• Instructions:
**A)** According to the text on Dinoponera longipes, in which Ecuadorian province has the species been collected?
**B)** Return the part of the Dinoponera longipes text that begins at the words "Males can be" and stops after "in minute teeth.", copied without any change.

Dinoponera longipes is a queenless species of ants in the subfamily Ponerinae.

==Distribution==
Dinoponera longipes have been collected in eastern Peru in the departments of Loreto, Amazonas, Huánuco, San Martín and Pasco, as well as Ecuador in the Pastaza Province. In Colombia it has been recorded near the Peruvian border in the department of Amazonas. In Brazil, Dinoponera longipes has been found in Acre, Amazonas as far east as Manaus, as well as along the Rio Madeira in Rondônia.

==Taxonomy==
Doubt was raised by Kempf (1971) as to whether Dinoponera longipes was a valid species. Since few specimens have been collected from western Brazil a clinal variation in character form with Dinoponera gigantea or Dinoponera mutica was a possibility. Specimens from Brazil examined by Lenhart, Dash & MacKay (2013) showed no such integration. Additionally, evidence of species validity comes from the unique morphology of the male. The nearest known locality of another species is Dinoponera gigantea 550 km away at Estirón Rio Ampiacu in the department of Loreto, Peru. There is a possibility that these could be males of a yet undiscovered species. However, relatively intensive collecting of Dinoponera in the area by numerous collectors has not revealed any other form.

==Description==
Workers of this species can easily be recognized by the golden luster of its conspicuous long, flagellate hairs especially on the frons. In addition this species has the following combination of character states: pronotal corner rounded without tooth-like process, no gular striations, a reflective, smooth and shiny integument. All specimens have a petiole which bulges on the dorso-anterior edge except for those from the Rio Madeira and Rio Negro in Brazil.

Males can be distinguished from other Dinoponera by the following combination of character states: funiculus of antennae with short, thick decumbent setae; pygidial spine shorter than in Dinoponera gigantea and Dinoponera quadriceps but longer and narrower than in Dinoponera australis and Dinoponera snellingi, volsella with broad basal lobe covered in minute teeth.

• Information provided:
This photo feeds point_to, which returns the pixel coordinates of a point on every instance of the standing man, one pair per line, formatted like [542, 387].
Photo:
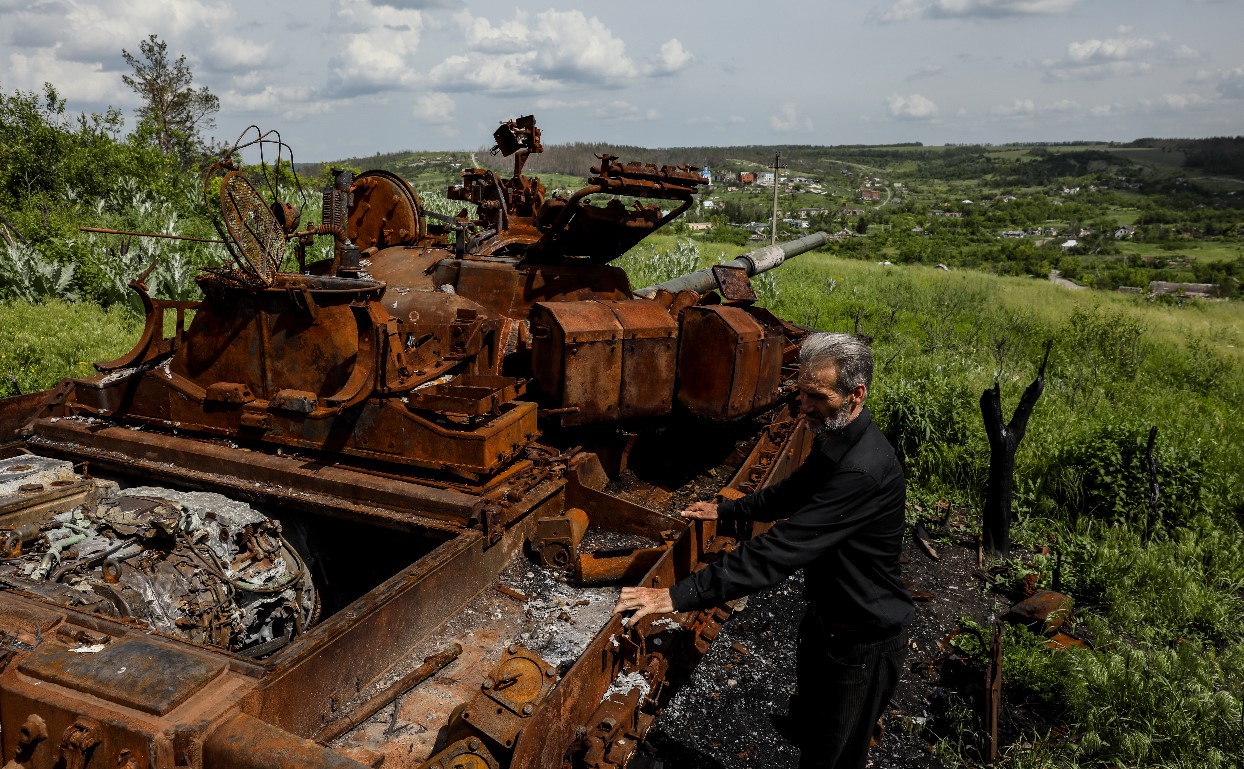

• Task results:
**A)** Pastaza Province

**B)**
Males can be distinguished from other Dinoponera by the following combination of character states: funiculus of antennae with short, thick decumbent setae; pygidial spine shorter than in Dinoponera gigantea and Dinoponera quadriceps but longer and narrower than in Dinoponera australis and Dinoponera snellingi, volsella with broad basal lobe covered in minute teeth.